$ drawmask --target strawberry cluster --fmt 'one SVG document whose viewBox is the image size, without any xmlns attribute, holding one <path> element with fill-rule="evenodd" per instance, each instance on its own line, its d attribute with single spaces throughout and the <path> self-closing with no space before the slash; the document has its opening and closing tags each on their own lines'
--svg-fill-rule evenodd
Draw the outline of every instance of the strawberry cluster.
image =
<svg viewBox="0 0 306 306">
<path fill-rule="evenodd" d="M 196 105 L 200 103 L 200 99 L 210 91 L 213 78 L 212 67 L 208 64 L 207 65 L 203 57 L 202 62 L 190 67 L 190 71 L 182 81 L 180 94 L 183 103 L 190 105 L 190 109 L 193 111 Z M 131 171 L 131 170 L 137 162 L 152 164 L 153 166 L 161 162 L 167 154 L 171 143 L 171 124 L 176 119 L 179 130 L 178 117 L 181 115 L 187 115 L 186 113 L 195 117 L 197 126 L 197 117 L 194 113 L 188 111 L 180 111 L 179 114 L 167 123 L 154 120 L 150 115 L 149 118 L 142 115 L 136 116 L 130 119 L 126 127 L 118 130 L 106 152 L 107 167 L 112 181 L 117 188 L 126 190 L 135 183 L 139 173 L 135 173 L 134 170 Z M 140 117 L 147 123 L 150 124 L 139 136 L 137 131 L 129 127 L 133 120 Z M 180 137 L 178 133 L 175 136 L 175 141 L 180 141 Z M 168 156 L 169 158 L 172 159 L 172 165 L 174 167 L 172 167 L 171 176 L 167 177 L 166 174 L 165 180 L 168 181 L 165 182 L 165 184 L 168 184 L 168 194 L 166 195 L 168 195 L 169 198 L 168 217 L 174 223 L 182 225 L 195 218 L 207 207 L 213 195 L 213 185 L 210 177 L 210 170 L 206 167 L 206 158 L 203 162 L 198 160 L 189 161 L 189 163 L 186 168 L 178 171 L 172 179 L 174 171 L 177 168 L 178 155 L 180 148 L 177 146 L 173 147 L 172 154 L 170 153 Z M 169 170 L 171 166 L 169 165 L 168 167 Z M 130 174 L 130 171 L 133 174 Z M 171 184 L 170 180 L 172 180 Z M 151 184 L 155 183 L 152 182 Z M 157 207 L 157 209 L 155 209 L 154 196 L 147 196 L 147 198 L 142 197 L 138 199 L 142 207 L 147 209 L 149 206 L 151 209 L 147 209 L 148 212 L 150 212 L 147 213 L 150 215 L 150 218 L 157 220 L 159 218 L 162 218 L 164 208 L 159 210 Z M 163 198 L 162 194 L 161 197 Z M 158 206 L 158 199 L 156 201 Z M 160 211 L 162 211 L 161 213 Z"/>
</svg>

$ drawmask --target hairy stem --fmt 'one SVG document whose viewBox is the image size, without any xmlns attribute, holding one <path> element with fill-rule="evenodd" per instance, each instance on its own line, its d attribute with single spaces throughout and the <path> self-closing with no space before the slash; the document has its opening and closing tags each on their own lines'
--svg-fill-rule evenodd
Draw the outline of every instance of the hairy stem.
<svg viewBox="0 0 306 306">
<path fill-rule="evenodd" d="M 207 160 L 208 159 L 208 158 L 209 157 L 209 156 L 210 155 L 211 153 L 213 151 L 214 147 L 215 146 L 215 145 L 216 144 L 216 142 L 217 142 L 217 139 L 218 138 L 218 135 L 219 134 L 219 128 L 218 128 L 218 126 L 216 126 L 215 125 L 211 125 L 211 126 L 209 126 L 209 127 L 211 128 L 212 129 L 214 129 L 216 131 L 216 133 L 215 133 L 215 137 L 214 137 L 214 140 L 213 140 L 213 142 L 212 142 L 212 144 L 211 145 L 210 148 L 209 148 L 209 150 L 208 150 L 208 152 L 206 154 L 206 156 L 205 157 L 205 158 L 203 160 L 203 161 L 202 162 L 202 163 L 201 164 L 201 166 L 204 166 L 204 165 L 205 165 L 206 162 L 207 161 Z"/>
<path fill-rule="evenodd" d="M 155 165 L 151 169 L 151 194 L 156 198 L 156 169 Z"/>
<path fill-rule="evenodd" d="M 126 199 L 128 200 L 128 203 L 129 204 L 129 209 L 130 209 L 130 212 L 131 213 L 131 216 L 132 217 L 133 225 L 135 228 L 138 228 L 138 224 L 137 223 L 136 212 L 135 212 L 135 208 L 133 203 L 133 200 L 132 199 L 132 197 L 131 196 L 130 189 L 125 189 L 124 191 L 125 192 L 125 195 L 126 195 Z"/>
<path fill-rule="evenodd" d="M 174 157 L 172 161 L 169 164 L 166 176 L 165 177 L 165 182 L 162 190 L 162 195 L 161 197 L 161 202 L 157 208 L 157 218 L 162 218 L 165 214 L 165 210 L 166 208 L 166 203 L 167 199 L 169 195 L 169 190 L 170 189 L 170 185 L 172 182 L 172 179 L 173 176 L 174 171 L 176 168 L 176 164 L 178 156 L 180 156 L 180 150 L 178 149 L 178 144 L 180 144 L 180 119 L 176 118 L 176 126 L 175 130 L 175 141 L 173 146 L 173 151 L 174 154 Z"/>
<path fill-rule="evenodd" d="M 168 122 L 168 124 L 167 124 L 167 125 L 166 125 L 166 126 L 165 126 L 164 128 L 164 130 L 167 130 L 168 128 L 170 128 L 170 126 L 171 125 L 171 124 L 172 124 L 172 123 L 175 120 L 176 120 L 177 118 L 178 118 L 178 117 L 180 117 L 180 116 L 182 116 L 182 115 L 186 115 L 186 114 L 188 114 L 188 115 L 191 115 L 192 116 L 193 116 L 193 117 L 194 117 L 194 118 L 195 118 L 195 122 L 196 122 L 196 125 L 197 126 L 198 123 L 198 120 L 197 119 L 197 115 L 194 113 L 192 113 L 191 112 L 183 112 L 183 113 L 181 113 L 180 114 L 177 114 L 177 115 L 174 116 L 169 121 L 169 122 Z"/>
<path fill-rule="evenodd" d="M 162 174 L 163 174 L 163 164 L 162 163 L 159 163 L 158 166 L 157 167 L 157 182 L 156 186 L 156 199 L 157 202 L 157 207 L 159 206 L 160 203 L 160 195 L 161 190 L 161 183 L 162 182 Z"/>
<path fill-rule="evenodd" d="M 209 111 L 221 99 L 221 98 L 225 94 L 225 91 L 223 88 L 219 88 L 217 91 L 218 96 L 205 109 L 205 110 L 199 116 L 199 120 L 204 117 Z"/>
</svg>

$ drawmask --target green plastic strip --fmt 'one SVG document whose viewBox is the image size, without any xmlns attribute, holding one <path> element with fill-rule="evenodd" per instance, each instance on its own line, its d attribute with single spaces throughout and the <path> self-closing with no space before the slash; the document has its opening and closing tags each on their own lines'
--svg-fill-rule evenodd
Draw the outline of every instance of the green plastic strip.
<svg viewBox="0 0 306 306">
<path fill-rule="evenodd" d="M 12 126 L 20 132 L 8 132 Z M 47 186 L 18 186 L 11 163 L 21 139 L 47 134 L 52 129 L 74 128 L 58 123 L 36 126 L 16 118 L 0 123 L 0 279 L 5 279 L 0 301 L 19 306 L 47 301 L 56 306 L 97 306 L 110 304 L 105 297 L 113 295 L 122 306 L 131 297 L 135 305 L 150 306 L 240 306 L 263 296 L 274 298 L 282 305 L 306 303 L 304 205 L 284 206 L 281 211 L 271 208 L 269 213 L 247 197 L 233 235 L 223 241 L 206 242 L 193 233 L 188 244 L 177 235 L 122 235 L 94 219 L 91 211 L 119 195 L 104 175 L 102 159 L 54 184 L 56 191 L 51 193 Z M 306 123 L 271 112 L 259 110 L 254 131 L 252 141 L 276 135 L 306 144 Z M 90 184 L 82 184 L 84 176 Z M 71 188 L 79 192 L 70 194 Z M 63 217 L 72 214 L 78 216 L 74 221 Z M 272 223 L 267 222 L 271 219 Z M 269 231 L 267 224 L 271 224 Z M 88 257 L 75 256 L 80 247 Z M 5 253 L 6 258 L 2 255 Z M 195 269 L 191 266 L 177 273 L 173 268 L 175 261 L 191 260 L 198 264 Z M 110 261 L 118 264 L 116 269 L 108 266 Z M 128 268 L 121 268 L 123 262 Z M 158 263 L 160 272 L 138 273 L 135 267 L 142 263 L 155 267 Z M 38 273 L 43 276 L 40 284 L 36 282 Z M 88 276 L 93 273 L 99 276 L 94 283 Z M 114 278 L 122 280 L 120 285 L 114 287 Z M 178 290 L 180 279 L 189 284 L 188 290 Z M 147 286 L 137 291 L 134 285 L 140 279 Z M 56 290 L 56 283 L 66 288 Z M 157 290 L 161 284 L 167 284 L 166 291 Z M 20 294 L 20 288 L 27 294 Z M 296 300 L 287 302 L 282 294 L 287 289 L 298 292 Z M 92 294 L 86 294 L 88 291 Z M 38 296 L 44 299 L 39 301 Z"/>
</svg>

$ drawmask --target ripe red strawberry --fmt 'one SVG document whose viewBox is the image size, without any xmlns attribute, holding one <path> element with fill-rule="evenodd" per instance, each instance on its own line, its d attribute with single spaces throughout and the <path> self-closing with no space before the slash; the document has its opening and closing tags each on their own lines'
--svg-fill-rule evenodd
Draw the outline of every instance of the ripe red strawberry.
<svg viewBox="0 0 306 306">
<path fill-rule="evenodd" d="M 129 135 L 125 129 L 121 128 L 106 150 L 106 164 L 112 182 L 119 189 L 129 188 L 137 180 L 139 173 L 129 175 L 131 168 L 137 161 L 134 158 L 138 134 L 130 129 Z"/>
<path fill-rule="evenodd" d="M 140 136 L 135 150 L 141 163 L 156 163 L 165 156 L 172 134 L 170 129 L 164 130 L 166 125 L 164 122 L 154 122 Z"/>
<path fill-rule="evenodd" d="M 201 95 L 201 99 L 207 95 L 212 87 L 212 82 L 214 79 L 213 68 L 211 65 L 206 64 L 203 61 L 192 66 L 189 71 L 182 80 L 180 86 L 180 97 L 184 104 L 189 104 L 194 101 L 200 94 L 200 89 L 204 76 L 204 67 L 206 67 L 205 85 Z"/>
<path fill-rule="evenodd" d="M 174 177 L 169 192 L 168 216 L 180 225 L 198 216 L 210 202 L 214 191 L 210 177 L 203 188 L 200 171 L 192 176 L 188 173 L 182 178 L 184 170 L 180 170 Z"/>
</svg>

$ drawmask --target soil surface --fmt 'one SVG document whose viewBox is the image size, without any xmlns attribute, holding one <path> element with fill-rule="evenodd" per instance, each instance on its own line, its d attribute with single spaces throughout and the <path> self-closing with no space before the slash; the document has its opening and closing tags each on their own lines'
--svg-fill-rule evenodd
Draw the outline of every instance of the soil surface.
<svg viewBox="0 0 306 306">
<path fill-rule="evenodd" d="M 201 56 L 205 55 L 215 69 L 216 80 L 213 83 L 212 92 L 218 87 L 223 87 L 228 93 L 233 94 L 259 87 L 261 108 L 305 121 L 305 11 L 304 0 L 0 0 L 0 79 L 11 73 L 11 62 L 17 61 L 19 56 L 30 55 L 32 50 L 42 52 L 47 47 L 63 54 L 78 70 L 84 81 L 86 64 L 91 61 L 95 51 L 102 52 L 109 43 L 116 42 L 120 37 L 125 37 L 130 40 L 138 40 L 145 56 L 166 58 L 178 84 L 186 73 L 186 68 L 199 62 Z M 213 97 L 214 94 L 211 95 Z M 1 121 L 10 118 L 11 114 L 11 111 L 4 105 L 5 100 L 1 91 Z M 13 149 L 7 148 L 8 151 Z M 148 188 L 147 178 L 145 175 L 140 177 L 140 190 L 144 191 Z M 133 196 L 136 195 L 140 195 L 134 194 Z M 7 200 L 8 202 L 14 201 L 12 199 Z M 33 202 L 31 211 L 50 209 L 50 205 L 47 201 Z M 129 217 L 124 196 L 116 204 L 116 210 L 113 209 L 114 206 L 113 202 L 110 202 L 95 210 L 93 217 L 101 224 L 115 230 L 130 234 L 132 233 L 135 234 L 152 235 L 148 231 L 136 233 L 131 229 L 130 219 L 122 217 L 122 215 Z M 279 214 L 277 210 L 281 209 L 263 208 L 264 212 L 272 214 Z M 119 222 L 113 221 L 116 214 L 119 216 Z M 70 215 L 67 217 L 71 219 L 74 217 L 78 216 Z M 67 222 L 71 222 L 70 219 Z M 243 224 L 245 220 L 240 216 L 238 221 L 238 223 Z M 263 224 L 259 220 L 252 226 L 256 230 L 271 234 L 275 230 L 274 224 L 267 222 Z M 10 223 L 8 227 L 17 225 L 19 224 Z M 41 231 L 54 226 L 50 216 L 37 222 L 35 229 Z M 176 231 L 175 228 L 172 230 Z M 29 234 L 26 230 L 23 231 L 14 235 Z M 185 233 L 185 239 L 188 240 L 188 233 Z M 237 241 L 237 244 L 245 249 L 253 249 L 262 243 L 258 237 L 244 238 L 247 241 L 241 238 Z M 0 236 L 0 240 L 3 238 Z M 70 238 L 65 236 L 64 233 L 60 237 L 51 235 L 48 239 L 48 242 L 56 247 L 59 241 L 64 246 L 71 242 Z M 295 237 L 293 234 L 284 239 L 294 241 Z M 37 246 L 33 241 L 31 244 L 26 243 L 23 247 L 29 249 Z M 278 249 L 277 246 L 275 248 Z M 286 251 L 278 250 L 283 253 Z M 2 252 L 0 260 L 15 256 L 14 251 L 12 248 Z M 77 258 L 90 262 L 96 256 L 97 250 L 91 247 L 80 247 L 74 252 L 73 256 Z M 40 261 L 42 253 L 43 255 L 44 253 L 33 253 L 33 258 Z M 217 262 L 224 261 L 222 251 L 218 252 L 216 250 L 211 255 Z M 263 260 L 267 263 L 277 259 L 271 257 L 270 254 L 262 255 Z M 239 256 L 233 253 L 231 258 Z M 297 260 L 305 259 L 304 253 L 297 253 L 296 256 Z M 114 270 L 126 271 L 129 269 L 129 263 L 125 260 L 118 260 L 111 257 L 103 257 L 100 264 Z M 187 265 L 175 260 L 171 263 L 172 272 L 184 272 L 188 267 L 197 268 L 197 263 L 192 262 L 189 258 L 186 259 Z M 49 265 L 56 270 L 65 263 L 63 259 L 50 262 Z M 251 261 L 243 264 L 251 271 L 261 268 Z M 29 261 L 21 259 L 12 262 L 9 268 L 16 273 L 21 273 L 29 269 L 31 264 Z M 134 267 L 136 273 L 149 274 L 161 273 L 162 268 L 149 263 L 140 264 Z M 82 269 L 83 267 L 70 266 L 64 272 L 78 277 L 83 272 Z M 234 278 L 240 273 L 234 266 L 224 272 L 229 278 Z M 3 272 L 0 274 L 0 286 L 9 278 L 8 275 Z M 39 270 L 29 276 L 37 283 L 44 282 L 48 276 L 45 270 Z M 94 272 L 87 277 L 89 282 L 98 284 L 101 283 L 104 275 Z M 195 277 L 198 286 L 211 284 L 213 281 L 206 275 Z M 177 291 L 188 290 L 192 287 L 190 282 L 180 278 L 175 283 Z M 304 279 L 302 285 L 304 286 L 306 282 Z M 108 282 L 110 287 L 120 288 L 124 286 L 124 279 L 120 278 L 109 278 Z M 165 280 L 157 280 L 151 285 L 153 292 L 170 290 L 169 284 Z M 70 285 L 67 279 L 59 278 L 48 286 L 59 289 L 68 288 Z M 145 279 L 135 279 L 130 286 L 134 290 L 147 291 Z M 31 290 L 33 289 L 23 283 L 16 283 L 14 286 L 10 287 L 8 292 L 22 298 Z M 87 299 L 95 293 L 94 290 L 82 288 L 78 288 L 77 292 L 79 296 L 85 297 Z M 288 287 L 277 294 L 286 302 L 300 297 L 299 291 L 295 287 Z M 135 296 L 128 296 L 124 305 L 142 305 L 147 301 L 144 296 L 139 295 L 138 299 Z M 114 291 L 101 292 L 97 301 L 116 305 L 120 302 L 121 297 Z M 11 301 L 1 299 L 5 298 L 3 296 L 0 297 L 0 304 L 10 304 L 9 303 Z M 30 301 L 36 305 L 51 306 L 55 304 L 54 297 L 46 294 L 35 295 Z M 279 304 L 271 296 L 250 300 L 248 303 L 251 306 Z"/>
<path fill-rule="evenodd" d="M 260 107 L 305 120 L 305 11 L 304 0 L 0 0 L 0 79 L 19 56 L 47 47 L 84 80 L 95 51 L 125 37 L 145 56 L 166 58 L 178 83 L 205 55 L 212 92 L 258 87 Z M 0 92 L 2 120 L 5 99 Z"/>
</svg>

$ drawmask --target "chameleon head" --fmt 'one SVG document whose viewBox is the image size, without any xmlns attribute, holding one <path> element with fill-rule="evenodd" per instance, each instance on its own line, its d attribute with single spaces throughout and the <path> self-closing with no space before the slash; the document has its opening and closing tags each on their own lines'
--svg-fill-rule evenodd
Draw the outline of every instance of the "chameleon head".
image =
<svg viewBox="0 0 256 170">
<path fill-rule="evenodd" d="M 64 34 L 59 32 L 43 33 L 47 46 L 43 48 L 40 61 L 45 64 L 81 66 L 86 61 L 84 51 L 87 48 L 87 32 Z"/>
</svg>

→ Goal:
Which lines in the entries above contain the word "chameleon"? Pull out each of those lines in full, treating uppercase and lowercase as different.

→ Output of the exercise:
$ drawmask --target "chameleon head" --fmt 'one SVG document whose viewBox is the image size, without any xmlns attribute, holding one <path> element with fill-rule="evenodd" per instance, each instance on its own line, its d attribute with single spaces throughout and the <path> self-closing with no space before the slash; the document has its opening and closing tags each on their own lines'
Draw the outline of every instance of the "chameleon head".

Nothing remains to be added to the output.